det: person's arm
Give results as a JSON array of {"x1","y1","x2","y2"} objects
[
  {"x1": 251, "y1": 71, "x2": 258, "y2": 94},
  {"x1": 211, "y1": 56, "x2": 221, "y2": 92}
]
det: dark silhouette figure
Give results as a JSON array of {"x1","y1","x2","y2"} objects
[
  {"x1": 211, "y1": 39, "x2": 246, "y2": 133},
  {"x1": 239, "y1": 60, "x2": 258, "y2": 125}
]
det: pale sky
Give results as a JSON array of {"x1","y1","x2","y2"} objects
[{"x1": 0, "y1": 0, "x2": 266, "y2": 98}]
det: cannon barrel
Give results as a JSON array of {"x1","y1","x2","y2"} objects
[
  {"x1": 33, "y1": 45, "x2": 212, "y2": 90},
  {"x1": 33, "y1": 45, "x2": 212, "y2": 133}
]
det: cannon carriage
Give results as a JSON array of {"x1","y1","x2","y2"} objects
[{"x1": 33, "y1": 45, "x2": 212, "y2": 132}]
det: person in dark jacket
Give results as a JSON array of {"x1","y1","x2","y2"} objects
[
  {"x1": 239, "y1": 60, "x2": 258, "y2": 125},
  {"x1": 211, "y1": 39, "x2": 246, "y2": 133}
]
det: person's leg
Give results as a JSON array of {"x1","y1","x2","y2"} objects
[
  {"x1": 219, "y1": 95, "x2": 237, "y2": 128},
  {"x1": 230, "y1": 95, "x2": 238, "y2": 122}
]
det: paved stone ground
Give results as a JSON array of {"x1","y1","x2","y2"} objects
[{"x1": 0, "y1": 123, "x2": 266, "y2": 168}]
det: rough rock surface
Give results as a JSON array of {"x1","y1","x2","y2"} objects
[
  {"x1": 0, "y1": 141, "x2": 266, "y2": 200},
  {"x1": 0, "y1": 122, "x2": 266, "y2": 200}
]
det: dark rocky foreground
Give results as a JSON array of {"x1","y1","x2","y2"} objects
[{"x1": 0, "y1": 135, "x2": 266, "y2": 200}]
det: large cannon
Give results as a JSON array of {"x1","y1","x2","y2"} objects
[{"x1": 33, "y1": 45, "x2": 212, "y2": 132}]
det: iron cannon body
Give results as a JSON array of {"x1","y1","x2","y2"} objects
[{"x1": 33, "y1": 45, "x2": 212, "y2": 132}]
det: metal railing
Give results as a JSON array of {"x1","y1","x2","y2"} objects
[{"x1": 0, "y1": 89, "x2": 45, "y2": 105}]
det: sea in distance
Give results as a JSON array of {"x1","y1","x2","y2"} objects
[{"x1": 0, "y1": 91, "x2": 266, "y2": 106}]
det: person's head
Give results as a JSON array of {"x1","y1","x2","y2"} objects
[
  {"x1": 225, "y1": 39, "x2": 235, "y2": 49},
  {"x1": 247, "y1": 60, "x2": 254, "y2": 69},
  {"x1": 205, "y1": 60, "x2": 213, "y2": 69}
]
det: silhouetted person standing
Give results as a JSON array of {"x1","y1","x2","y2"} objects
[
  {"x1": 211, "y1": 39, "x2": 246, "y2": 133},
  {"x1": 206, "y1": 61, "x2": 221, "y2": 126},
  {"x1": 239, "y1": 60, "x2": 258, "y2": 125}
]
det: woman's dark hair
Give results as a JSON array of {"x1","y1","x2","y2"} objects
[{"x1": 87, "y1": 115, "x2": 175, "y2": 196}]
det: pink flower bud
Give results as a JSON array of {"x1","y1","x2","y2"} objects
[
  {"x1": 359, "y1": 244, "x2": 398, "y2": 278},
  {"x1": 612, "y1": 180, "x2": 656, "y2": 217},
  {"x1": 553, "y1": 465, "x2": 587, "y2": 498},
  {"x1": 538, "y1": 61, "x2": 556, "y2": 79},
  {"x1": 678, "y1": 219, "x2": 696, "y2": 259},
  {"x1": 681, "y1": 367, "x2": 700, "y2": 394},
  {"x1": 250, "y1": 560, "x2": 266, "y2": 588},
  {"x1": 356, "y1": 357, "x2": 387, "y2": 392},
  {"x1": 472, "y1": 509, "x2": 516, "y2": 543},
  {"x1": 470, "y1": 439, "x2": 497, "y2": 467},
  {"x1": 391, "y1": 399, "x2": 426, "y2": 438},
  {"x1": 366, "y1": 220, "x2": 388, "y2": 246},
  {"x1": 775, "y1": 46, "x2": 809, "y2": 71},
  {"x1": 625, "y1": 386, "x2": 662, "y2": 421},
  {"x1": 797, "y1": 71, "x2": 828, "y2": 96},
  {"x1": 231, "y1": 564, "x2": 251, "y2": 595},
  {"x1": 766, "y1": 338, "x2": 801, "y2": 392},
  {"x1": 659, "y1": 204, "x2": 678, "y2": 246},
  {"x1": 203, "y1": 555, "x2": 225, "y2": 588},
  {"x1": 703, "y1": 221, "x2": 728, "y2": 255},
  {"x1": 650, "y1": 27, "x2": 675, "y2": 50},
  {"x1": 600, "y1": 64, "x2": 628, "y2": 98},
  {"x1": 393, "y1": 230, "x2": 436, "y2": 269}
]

================================

How many lines in the listing above contain the string "cannon"? Reply with the number alone.

4